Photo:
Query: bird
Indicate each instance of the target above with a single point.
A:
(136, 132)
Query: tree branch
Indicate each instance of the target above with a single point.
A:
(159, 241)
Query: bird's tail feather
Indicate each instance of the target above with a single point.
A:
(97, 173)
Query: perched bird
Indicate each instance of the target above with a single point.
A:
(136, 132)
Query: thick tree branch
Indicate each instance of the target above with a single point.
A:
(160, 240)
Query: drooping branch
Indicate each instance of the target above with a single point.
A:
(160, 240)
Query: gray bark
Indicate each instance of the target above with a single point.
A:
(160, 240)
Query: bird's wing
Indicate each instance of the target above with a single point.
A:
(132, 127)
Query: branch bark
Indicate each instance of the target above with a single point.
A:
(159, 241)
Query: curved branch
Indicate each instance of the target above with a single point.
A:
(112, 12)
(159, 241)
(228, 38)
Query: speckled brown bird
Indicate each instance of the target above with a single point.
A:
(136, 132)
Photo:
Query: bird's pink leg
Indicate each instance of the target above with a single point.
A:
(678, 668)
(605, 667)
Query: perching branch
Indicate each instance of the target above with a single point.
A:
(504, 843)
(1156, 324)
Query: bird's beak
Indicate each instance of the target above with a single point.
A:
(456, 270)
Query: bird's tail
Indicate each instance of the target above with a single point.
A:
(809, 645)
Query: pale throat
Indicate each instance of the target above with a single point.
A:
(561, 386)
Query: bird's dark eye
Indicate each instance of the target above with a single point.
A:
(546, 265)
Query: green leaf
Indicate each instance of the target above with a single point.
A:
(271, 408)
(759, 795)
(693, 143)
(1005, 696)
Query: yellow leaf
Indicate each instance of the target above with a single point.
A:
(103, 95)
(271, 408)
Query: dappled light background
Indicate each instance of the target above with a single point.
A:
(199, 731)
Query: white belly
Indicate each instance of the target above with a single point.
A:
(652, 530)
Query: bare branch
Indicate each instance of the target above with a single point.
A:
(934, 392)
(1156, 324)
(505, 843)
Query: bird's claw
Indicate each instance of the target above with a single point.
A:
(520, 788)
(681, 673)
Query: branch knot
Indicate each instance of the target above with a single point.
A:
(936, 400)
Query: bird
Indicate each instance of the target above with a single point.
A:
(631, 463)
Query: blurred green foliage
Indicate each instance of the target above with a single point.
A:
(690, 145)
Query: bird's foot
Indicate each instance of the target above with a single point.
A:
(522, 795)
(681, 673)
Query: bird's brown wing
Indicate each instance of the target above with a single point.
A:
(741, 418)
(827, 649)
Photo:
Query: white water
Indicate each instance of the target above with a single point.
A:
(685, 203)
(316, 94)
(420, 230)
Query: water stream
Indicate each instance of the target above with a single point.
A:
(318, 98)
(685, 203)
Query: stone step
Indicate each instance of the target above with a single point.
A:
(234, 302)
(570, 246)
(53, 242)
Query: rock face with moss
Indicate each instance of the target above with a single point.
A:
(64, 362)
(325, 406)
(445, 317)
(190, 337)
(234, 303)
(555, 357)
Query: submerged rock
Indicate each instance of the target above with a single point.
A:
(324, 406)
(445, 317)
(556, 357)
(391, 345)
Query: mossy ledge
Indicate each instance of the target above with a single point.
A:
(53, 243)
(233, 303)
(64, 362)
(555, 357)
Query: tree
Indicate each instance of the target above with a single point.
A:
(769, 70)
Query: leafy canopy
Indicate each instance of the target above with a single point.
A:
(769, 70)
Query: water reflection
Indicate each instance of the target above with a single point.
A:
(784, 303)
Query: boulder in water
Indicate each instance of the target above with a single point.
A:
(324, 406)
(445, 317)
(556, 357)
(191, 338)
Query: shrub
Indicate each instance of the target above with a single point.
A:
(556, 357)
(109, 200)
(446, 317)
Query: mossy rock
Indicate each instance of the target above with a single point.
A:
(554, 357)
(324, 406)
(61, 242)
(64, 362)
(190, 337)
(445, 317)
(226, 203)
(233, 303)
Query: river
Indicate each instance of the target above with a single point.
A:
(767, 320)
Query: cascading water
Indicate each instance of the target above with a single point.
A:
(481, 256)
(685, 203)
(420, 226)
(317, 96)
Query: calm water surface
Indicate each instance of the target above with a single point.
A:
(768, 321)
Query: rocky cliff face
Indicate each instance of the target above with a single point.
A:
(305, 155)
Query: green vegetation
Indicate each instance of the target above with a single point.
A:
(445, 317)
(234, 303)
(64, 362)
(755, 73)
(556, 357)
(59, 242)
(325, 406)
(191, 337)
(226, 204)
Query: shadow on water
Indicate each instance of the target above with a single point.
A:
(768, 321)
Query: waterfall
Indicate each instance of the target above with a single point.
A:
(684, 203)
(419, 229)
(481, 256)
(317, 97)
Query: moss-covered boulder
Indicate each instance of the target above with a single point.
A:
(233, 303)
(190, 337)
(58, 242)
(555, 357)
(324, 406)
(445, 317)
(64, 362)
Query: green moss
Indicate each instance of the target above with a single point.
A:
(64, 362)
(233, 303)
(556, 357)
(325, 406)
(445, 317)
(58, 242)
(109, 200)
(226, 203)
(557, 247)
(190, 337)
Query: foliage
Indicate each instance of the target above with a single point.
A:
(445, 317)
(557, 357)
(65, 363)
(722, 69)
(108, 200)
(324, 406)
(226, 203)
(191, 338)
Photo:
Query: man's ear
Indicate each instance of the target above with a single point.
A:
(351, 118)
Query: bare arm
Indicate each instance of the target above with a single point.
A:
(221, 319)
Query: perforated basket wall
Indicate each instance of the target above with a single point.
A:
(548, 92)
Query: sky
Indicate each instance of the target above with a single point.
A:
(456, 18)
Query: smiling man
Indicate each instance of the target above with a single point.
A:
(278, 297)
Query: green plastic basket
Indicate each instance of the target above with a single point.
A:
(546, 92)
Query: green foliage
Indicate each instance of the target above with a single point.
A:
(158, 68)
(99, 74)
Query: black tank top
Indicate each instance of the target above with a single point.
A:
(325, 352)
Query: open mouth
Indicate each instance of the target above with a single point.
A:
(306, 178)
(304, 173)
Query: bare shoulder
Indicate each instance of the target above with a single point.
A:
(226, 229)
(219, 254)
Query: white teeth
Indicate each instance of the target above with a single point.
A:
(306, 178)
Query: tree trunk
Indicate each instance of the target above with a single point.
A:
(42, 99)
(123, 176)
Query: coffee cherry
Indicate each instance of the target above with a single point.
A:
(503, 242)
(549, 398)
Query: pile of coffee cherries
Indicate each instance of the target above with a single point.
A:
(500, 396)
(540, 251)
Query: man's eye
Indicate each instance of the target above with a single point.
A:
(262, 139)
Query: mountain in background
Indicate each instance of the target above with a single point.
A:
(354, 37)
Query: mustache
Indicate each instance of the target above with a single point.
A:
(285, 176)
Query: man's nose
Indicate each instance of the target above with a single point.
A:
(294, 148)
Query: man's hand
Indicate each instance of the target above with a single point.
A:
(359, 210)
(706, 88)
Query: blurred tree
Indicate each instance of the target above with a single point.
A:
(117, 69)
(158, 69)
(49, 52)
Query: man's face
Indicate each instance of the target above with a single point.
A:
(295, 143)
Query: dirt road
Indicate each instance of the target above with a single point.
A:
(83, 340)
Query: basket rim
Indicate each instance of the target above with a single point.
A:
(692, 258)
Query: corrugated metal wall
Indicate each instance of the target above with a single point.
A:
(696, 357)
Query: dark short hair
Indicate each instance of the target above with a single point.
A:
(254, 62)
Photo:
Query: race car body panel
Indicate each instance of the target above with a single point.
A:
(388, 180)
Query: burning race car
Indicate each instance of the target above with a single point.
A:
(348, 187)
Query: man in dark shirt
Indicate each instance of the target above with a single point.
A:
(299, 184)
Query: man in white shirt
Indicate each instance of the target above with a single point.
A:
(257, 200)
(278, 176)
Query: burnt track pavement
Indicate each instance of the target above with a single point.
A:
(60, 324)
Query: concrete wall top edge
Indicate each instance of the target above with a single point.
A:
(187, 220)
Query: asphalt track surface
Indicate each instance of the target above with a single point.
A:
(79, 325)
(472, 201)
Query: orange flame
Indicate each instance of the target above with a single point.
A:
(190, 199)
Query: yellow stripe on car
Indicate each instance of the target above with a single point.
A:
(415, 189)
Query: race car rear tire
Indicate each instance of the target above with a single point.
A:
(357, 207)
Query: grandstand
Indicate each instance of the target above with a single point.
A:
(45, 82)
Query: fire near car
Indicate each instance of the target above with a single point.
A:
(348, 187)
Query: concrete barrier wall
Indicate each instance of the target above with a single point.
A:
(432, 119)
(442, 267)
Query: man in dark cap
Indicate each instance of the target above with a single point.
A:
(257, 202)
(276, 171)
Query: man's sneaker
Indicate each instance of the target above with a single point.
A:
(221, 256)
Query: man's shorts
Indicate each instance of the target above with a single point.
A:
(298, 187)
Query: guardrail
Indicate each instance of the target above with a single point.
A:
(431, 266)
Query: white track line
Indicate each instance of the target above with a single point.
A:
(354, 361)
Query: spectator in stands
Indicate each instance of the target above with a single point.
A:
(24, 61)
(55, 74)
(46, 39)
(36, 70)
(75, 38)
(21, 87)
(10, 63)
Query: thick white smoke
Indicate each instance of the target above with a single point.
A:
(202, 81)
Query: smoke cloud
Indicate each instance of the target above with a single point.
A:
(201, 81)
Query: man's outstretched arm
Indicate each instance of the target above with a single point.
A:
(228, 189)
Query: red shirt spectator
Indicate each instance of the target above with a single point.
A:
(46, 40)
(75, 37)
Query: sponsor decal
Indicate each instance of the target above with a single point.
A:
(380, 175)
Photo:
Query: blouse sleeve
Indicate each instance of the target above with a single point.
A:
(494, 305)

§

(What to do): Search the listing for the word "track", and copy every line in which it is found.

(Exercise result):
Query: burnt track pavement
Query: asphalt track surface
Query: white track line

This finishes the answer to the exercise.